- _WORK REQUEST_:
The lines to copy are those in the listing that hold the word "following".

BEGIN

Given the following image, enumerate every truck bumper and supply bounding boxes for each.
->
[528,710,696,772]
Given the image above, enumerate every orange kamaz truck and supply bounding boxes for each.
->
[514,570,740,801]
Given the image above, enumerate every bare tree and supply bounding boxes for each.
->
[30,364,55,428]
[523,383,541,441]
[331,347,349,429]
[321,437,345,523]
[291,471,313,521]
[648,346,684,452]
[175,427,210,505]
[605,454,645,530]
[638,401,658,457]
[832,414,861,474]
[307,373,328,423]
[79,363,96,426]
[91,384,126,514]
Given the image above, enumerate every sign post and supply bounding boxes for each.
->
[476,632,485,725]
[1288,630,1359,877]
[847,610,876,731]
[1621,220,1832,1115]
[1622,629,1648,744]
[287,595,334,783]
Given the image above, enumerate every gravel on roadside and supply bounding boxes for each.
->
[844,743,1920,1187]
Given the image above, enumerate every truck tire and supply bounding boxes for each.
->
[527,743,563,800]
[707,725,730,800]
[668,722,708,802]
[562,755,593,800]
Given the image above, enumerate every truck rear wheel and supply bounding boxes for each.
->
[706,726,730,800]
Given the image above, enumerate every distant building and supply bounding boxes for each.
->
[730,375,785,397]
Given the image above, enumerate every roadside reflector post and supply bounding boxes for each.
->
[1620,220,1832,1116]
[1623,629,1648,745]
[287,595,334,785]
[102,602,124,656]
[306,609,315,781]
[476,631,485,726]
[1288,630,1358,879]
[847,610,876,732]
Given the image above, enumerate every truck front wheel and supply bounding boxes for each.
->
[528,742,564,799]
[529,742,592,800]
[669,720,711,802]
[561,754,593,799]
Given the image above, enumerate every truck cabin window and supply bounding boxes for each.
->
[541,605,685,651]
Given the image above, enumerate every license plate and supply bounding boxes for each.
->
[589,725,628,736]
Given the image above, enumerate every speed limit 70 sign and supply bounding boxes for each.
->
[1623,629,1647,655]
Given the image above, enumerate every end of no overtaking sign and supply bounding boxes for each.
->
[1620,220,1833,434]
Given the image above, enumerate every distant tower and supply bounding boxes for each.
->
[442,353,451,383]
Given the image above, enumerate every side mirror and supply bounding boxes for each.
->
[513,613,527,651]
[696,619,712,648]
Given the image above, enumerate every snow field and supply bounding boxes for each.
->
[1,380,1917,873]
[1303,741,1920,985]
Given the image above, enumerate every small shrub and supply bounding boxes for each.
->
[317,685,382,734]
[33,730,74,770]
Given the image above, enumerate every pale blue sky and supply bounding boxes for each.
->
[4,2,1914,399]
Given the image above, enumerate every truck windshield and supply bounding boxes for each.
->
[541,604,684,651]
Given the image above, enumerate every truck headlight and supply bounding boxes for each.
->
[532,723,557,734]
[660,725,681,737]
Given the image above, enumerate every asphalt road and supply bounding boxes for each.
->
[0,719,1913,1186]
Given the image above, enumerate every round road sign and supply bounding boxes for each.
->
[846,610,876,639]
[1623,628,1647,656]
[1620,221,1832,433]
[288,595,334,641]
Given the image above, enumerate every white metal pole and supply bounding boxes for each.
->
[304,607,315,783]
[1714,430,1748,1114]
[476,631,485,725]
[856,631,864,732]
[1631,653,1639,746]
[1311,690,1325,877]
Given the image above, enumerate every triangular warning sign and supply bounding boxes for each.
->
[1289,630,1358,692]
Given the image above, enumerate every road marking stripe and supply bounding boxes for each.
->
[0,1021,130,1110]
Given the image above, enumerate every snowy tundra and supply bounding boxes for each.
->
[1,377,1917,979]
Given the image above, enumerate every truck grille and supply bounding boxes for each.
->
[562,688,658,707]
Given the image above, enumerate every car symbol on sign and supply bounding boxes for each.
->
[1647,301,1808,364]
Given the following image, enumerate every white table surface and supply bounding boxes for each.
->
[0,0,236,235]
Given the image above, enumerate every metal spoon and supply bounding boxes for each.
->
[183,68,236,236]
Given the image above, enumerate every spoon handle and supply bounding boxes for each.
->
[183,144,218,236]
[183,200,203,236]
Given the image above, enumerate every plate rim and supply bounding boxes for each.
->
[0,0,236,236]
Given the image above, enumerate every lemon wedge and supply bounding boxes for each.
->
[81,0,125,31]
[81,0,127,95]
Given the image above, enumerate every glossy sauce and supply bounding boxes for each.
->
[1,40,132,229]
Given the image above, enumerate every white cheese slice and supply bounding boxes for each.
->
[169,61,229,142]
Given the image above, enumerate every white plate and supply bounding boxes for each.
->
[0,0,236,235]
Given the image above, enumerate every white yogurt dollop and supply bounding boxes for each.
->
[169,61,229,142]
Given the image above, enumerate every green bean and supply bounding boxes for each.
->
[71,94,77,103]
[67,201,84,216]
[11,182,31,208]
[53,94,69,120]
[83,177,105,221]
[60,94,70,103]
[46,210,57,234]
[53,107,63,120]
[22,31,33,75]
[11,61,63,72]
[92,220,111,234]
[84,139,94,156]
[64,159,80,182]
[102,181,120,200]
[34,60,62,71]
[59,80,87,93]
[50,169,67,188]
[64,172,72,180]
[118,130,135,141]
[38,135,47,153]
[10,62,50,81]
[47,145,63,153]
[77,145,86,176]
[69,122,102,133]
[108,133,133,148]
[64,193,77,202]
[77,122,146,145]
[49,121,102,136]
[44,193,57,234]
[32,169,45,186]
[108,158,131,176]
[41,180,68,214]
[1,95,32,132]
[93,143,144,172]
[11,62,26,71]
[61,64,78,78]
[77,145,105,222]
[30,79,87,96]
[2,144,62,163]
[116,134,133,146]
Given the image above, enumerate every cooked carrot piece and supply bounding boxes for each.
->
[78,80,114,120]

END

- _YOUR SOLUTION_:
Given the following image, enumerate every truck bumper and supply bounding boxes for each.
Given the following image, enumerate every white table surface and supply bounding boxes for each.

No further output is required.